-- Opening Marker --
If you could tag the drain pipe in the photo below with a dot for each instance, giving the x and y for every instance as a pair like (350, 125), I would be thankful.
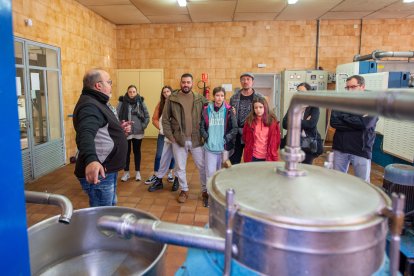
(52, 199)
(392, 104)
(378, 54)
(128, 225)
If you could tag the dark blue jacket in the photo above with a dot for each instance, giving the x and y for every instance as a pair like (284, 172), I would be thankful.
(355, 134)
(230, 126)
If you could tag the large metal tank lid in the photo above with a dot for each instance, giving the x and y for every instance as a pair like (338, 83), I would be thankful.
(322, 197)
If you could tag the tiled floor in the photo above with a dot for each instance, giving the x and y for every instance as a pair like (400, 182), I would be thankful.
(134, 194)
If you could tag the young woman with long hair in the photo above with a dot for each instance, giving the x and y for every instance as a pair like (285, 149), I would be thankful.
(261, 133)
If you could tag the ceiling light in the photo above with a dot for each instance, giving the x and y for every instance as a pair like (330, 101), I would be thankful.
(182, 3)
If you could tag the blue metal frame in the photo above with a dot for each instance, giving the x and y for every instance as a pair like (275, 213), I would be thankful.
(14, 254)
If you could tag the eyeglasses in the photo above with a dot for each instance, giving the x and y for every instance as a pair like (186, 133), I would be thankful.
(352, 87)
(108, 82)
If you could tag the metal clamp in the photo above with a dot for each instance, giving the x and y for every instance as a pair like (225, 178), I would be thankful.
(396, 216)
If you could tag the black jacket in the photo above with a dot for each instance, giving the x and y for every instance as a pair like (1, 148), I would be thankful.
(99, 136)
(355, 134)
(230, 126)
(309, 126)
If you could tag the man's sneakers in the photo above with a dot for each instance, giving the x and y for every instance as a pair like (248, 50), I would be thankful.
(183, 196)
(138, 176)
(157, 185)
(170, 177)
(205, 199)
(176, 185)
(151, 179)
(125, 177)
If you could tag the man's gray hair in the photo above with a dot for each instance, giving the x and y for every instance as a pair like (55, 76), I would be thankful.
(91, 78)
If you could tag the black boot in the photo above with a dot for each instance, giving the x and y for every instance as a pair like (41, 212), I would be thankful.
(176, 185)
(157, 185)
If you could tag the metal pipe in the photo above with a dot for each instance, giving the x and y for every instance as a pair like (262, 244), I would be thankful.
(164, 232)
(377, 54)
(52, 199)
(318, 29)
(397, 219)
(230, 212)
(392, 104)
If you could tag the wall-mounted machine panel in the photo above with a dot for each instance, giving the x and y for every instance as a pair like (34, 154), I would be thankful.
(317, 79)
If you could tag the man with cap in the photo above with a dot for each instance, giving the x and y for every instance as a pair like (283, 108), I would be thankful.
(241, 101)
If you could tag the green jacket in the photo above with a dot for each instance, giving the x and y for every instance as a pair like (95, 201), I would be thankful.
(173, 120)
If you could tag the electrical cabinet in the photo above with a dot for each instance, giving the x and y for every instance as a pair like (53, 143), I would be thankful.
(343, 71)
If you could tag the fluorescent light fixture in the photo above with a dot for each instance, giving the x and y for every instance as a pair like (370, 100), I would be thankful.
(182, 3)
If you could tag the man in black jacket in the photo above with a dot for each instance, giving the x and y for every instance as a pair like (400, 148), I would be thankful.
(100, 139)
(354, 136)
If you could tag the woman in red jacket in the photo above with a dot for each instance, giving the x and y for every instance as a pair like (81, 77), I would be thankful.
(261, 133)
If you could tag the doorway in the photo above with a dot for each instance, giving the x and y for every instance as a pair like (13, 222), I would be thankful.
(39, 104)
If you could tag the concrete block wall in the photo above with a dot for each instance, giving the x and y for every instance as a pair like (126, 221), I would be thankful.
(86, 40)
(222, 49)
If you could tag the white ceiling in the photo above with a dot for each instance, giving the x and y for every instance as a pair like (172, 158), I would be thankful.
(123, 12)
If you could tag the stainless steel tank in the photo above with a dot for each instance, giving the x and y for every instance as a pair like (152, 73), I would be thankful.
(79, 248)
(323, 224)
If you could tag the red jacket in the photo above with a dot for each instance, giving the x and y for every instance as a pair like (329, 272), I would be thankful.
(272, 144)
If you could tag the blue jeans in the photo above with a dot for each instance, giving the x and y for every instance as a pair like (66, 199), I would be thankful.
(103, 193)
(160, 146)
(361, 165)
(254, 159)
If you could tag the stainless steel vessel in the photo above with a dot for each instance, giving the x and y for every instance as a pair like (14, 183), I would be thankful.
(79, 248)
(323, 224)
(287, 218)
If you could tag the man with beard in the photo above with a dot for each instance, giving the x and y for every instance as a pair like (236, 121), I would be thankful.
(181, 123)
(241, 101)
(354, 136)
(100, 139)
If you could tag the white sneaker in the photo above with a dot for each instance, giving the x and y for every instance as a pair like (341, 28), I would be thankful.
(125, 177)
(138, 177)
(150, 179)
(170, 177)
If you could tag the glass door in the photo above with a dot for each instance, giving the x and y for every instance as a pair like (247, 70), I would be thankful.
(39, 105)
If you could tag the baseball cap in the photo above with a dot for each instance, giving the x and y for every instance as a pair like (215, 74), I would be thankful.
(248, 74)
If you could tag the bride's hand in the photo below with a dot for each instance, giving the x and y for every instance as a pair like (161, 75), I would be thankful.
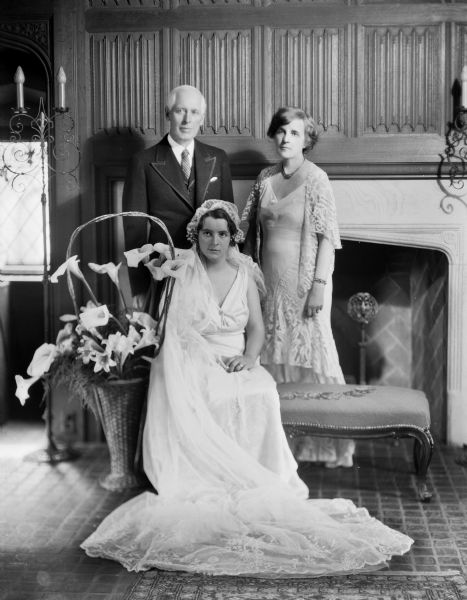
(241, 362)
(314, 302)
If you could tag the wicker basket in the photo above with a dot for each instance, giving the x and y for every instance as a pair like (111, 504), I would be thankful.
(120, 404)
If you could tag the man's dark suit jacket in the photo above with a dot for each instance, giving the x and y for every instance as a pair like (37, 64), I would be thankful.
(154, 185)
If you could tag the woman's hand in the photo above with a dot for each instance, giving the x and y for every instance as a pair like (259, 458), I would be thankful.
(241, 362)
(314, 301)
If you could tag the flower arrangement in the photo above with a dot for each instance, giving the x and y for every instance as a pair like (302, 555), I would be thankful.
(96, 345)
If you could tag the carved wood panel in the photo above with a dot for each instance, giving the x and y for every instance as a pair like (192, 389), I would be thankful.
(307, 68)
(219, 63)
(125, 77)
(403, 80)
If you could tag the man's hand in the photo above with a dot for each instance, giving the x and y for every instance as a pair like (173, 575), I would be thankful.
(139, 301)
(241, 362)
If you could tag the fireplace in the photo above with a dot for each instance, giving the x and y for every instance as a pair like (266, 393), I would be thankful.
-- Closing Marker --
**What you will do:** Exclude the pictures and repeat the entries word for word.

**Result of this exercise:**
If you could tag the drain pipe in the photo below with a dot for each instance, giving the x and y for every instance as a pair like (350, 125), I would be thankful.
(52, 199)
(392, 104)
(378, 54)
(128, 225)
If you could tag the dark blue jacket in the photo above with a dot for each instance, giving the x and y for every instance as a pair like (284, 172), I would be thankful.
(355, 134)
(230, 126)
If you could tag the large metal tank lid in the photo above with a dot for each instance, giving the x and y for every instance as a pair like (338, 83), I would be thankful.
(322, 197)
If you could tag the tiled floor in the photo above with a dot for each instance, giving the x and y for every instance as a pair like (400, 182), I would be thankful.
(134, 194)
If you could tag the young woman with long hair in the photo above with a dot for each instance, giving the x and y for every instance as a pair like (285, 149), I would be thankful.
(261, 133)
If you could tag the ceiling light in the photo above with a dot for each instance, giving the x and y for every instance as a pair like (330, 101), I would be thankful.
(182, 3)
If you could tag the blue metal frame in the photo above with a dot for each instance, giving the x and y for every instance as a pair like (275, 213), I would be thankful.
(14, 254)
If you could tag the eyeglasses in the photo above with a dot for each instance, giving the x and y for every instance as a pair like (186, 133), I would be thankful.
(352, 87)
(108, 82)
If you could tag the metal clamp in the photo above with a dot for each instance, giving the x and y for every instance as a pair like (225, 178), I would be thankful.
(396, 216)
If you could tag the black jacket in the photo above with a dot for each instance, giving the x and y for every instance as a pair like (1, 148), I would be thankful.
(99, 136)
(355, 134)
(230, 126)
(309, 126)
If you could tag the man's sneakers in the photo above with a dot for each instance, giving the x and y for every instance as a pair like (248, 50), I would be thankful.
(183, 196)
(138, 176)
(157, 185)
(170, 177)
(205, 199)
(176, 185)
(151, 179)
(125, 177)
If you could tag the man's gray hair in the photo above with a dot for each instance, giving the x and y for every instance as a pair like (55, 76), I would be thankful.
(91, 78)
If you could tag the black boot in the photo above with a dot for each instance, giving the x and y for every instance as a pair like (41, 212), I would be thankful.
(176, 185)
(157, 185)
If you could tag the metal pipe in the photo above with a dot for each instance, giving the x and y for every instance as a pair like (262, 244), I would be thankful.
(164, 232)
(377, 54)
(52, 199)
(318, 29)
(397, 219)
(230, 212)
(392, 104)
If you could tag the wall-mounted machine panel in the photo above with a dot for each instance, giving the x and y for every instance as a pair like (34, 154), I would be thankful.
(317, 79)
If you could tag the man with cap in the photo above with a dot for each instance, giving the x and y for every instance as a pair like (283, 108), I would be thankful.
(241, 101)
If you could tag the green jacket in the photo above with a dot for each instance, giving the x and y for every instance as a pair like (95, 201), I would be thankful.
(173, 120)
If you could tag the electrical cabinet in the photo above with a dot for each instance, giving the x and y for every instance as a pair like (53, 143), I would be thankful.
(343, 71)
If you could tag the fluorescent light fixture in the photo above with a dot for each instance, giving the x and y for every instance as a pair like (370, 100), I would be thankful.
(182, 3)
If you could tag the man in black jacket in the photo above with a dot for each instance, giving the x and y for every instance as a pair like (400, 148), I would be thankful.
(100, 139)
(354, 136)
If you could tag the woman in red jacket in the photo above with a dot for each instance, giving the x and y for every instance as a pair like (81, 77), I would be thankful.
(261, 133)
If you could tag the doorway in the photo above with a dot for each instance, giving the x and y for every instance as a pair like (13, 222), I would be thankful.
(39, 104)
If you could tag the concrete block wall in the photo above with a dot for each instance, giving the x and y for every instance as a pair like (126, 221), I would be thankful.
(86, 40)
(222, 49)
If you could tag the white ceiling in the photo above with a dot for each instance, giving the x and y for every instance as a pair like (172, 158), I would be thankful.
(123, 12)
If you could tag the stainless steel tank in the photo above with a dot for each instance, giving the x and y for every instance as a pair like (152, 73), I would be thankful.
(79, 248)
(323, 224)
If you could tag the red jacket in the photo above with a dot for each instance, giving the x and y for every instance as a pair like (329, 272), I would be thankful.
(272, 144)
If you could tag the blue jeans in the photo above with a dot for each instance, giving the x and y for every instance as a pair like (66, 199), I would be thankful.
(103, 193)
(160, 146)
(361, 165)
(254, 159)
If you could tag the stainless steel vessel in the photo above with a dot for each instance, giving the x and y for every instance as a pair like (14, 183), I would be thankful.
(79, 248)
(323, 224)
(287, 218)
If you could tag the man with beard in the photo above with a dot for each instance, giving the x and y for every instance as a pair like (236, 121), I would be thankful.
(181, 123)
(241, 101)
(354, 136)
(100, 139)
If you could tag the white sneaker in the photo above with a dot for each instance, giving the x and y for every instance as a pair like (341, 28), I would be thankful.
(125, 177)
(138, 177)
(150, 179)
(170, 177)
If you could tag the glass door in the photo above with a dot for each instance, giving the x and y for every instance as a pair like (247, 70), I would be thankful.
(39, 105)
If you could tag the baseball cap in the photo above with a dot for each instance, giving the x and y for every instance as a pair like (215, 74), I would be thankful.
(248, 74)
If you could tag the bride's hand in the photo below with a dot for each instance, giving the x and y for every instance as a pair like (161, 75), I would be thankful.
(241, 362)
(314, 302)
If you could tag the wicker basket in the photo above with a dot for each instance, giving the x and y for every instance as a pair like (111, 504), I would be thankful.
(120, 404)
If you could tag the man's dark suit jacket in the photo above with a dot for each instance, giving the x and y for every instance as a pair like (37, 64), I would be thankful.
(154, 185)
If you could tag the woman's hand in the photo above with a dot for each instance, giving the x and y for every instance as a pair like (259, 458), I would be thankful.
(241, 362)
(314, 301)
If you could tag the flower arrangement in the photo above with a dot for each instance, giving the x and y for every instance as a pair like (302, 555), I would be thankful.
(96, 345)
If you could tag the carved wood panel in the photo above with a dot for each instance, giving the x and y for every instance as a pair like (192, 389), I would be thankful.
(307, 68)
(219, 63)
(125, 77)
(403, 80)
If you could tag the man's hand in the photo above with a dot for each instance, giving the x and y for every instance as a pair like (173, 575), I would be thankful.
(139, 301)
(241, 362)
If you could tag the fireplace in the photo above with a dot for each instance, giving the x and y for every instance as a pair like (266, 393), I would be thankful.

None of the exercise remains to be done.